When a debtor files a bankruptcy petition, the automatic stay prevents any pending litigation involving the debtor from moving forward. 11 U.S.C. § 362. Once a bankruptcy case is closed, or once a bankruptcy judge lifts the automatic stay, pending lawsuits and other proceedings may continue. A creditor in a California bankruptcy case recently raised a concern about the effect of an order from the bankruptcy court on a state court lawsuit that was still subject to the automatic stay. The legal doctrine of res judicata holds that once a court has made a final ruling on the merits of a specific claim or issue, that issue cannot be relitigated. The district court, hearing the creditor’s concern on appeal, held that the question of whether res judicata applies must be left to the state court. Restoration Homes, LLC v. Taniguchi, No. 3:15-cv-00032, order (N.D. Cal., Aug. 7, 2015).
::::
Problems ▸
A: In the bankruptcy passage, substitute "statutory stay" for "automatic stay" and write out the text starting at "When a debtor" and ending at "Aug. 7, 2015).".
B: According to the bankruptcy passage, why does pending litigation involving a debtor halt when a bankruptcy petition is filed, and when may it continue?

Material provided ▸
::::
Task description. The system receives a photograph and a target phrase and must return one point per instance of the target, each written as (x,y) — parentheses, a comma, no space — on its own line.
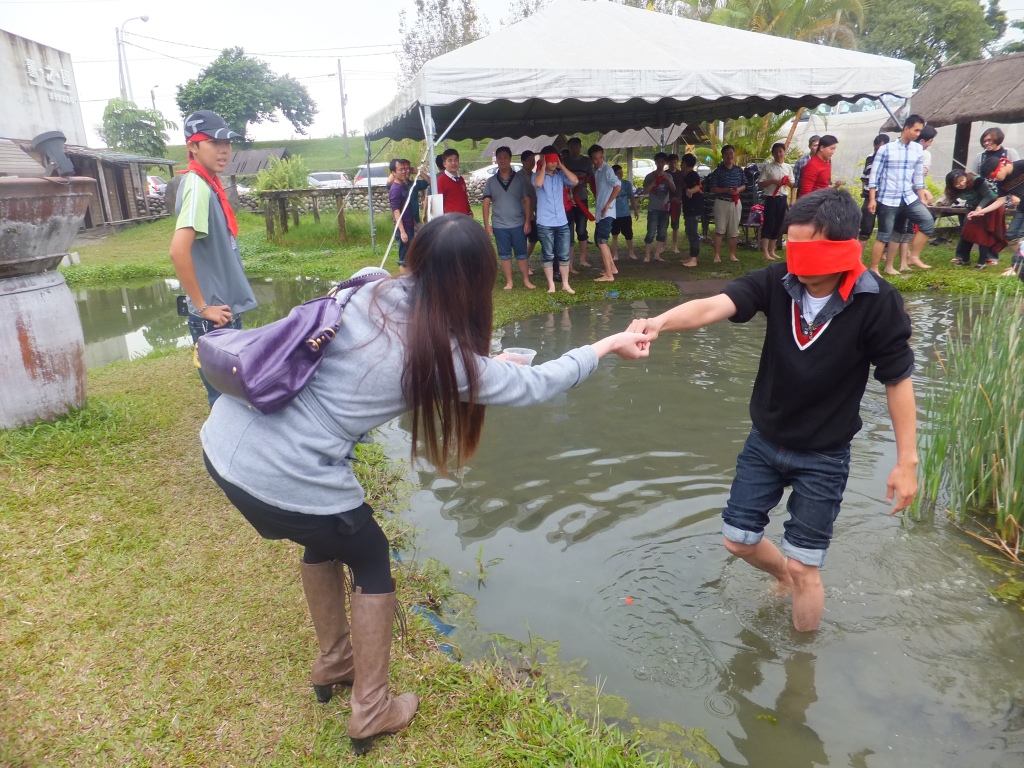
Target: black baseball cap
::::
Results for the exercise ▸
A:
When a debtor files a bankruptcy petition, the statutory stay prevents any pending litigation involving the debtor from moving forward. 11 U.S.C. § 362. Once a bankruptcy case is closed, or once a bankruptcy judge lifts the statutory stay, pending lawsuits and other proceedings may continue. A creditor in a California bankruptcy case recently raised a concern about the effect of an order from the bankruptcy court on a state court lawsuit that was still subject to the statutory stay. The legal doctrine of res judicata holds that once a court has made a final ruling on the merits of a specific claim or issue, that issue cannot be relitigated. The district court, hearing the creditor’s concern on appeal, held that the question of whether res judicata applies must be left to the state court. Restoration Homes, LLC v. Taniguchi, No. 3:15-cv-00032, order (N.D. Cal., Aug. 7, 2015).

B: Filing the petition triggers the automatic stay under 11 U.S.C. § 362, which prevents pending litigation involving the debtor from moving forward. Those lawsuits and other proceedings may continue once the bankruptcy case is closed or a bankruptcy judge lifts the automatic stay.